_取り組む課題_
下の関数の問題文を読んで、次の三つに答えてください。
(a) 何というシリーズの問題ですか。
(b) 大きいほうの値は何列に入れますか。
(c) 使ってはいけない関数は何ですか。

_文書の抜粋_
• • • •

┌──────────────────────────┐
   │【関数コレクションシリーズ】   ==Number.001==│
   └──────────────────────────┘

◆ 今日の問題 「二つのうち大きい値を選ぶ」

Q━━━━━━━━━━━━━━━━━━━━━━━━━━━━━━━━━☆

 次の表で、数値1と数値2のうち、大きいほうをC列に入れるには?
 ただし、IF関数は使わないこと。

• • • •

_記録の抜粋_
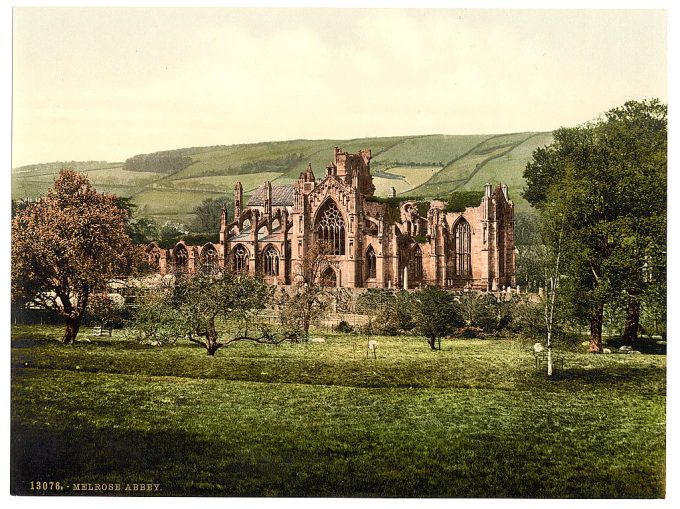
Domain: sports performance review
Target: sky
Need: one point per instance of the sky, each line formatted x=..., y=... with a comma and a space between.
x=108, y=83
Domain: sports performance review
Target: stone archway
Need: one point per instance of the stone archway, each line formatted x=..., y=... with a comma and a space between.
x=329, y=278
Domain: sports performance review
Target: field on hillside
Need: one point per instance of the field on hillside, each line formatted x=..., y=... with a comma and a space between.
x=428, y=166
x=321, y=419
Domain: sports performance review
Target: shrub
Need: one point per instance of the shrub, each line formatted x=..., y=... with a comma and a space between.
x=344, y=327
x=469, y=332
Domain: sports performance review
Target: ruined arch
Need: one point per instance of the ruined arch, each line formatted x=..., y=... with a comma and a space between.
x=153, y=253
x=180, y=258
x=329, y=227
x=415, y=263
x=329, y=277
x=462, y=240
x=371, y=263
x=270, y=261
x=209, y=259
x=240, y=258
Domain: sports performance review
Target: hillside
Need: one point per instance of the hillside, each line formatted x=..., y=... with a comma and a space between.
x=167, y=185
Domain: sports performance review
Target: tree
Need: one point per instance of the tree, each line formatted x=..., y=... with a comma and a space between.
x=436, y=314
x=389, y=311
x=607, y=181
x=308, y=299
x=199, y=300
x=67, y=246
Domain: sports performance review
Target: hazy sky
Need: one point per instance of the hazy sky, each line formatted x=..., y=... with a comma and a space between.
x=105, y=84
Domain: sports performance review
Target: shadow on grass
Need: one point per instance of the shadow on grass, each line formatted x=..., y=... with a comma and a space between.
x=605, y=375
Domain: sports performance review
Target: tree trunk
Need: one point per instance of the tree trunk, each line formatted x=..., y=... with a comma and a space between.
x=212, y=348
x=211, y=343
x=72, y=328
x=596, y=329
x=632, y=325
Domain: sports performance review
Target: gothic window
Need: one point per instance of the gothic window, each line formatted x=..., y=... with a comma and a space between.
x=329, y=278
x=416, y=264
x=370, y=263
x=154, y=256
x=181, y=259
x=462, y=246
x=271, y=261
x=240, y=259
x=331, y=228
x=209, y=263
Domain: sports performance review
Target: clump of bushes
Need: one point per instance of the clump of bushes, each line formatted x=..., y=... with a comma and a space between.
x=344, y=327
x=469, y=332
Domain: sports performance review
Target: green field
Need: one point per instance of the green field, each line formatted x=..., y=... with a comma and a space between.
x=320, y=419
x=429, y=166
x=402, y=178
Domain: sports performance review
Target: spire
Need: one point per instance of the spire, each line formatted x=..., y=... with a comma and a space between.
x=238, y=199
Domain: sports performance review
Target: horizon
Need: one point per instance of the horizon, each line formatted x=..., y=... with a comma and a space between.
x=104, y=84
x=275, y=141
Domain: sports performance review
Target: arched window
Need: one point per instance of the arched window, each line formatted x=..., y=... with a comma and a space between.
x=330, y=228
x=416, y=264
x=462, y=246
x=271, y=261
x=154, y=256
x=180, y=258
x=240, y=259
x=370, y=263
x=209, y=263
x=329, y=278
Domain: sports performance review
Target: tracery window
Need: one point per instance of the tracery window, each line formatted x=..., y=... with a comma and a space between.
x=154, y=257
x=370, y=263
x=240, y=259
x=329, y=278
x=181, y=259
x=271, y=261
x=331, y=229
x=209, y=263
x=416, y=265
x=462, y=246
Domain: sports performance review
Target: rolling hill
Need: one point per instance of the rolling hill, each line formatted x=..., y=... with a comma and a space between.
x=167, y=185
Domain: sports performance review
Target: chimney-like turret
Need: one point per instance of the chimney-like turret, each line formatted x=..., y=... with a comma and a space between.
x=238, y=200
x=268, y=198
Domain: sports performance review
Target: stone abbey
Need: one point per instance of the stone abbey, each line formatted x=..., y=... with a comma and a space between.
x=370, y=242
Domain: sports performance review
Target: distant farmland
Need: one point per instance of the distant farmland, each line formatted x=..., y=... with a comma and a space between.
x=167, y=185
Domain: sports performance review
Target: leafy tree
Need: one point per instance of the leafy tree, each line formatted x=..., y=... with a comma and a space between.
x=200, y=300
x=155, y=319
x=607, y=181
x=67, y=246
x=390, y=311
x=436, y=314
x=307, y=301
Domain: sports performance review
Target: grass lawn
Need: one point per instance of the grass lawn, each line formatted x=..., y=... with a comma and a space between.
x=320, y=419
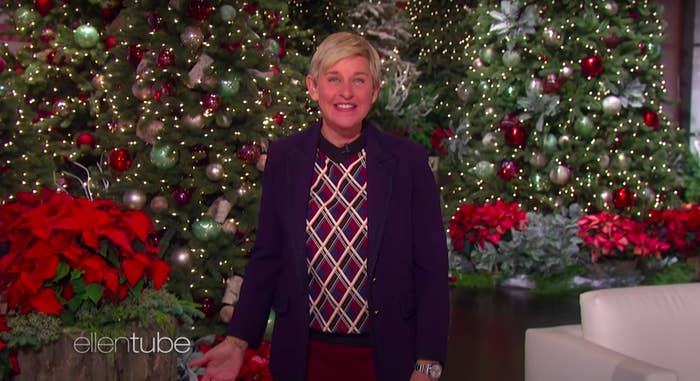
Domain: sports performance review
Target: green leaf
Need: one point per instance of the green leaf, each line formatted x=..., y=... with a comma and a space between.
x=94, y=292
x=61, y=271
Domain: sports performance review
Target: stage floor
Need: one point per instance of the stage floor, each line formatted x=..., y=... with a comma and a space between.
x=487, y=330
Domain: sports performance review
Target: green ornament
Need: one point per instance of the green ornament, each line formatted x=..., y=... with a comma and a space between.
x=86, y=36
x=228, y=12
x=487, y=55
x=653, y=50
x=539, y=183
x=549, y=143
x=25, y=17
x=206, y=229
x=511, y=58
x=228, y=87
x=584, y=127
x=484, y=169
x=272, y=48
x=164, y=156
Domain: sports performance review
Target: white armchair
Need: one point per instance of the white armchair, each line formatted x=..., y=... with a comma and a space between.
x=646, y=333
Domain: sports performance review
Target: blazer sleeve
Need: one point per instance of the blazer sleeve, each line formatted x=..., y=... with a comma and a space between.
x=253, y=308
x=430, y=264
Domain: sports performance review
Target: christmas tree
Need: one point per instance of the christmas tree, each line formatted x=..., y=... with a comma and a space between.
x=552, y=103
x=162, y=106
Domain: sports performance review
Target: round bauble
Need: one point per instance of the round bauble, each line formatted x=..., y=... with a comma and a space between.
x=192, y=37
x=86, y=36
x=484, y=169
x=206, y=229
x=134, y=199
x=215, y=171
x=560, y=175
x=158, y=204
x=164, y=156
x=612, y=105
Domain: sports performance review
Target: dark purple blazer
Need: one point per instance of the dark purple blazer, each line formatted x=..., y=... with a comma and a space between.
x=407, y=260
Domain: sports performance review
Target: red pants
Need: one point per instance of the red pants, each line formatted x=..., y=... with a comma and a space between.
x=335, y=362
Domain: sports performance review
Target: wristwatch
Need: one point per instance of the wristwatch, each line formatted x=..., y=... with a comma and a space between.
x=431, y=370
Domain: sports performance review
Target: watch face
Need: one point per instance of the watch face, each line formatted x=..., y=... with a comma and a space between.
x=435, y=370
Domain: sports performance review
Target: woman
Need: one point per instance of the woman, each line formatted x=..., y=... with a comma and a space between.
x=350, y=249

• • • •

_解いた答え_
(a) 関数コレクションシリーズ
(b) C列
(c) IF関数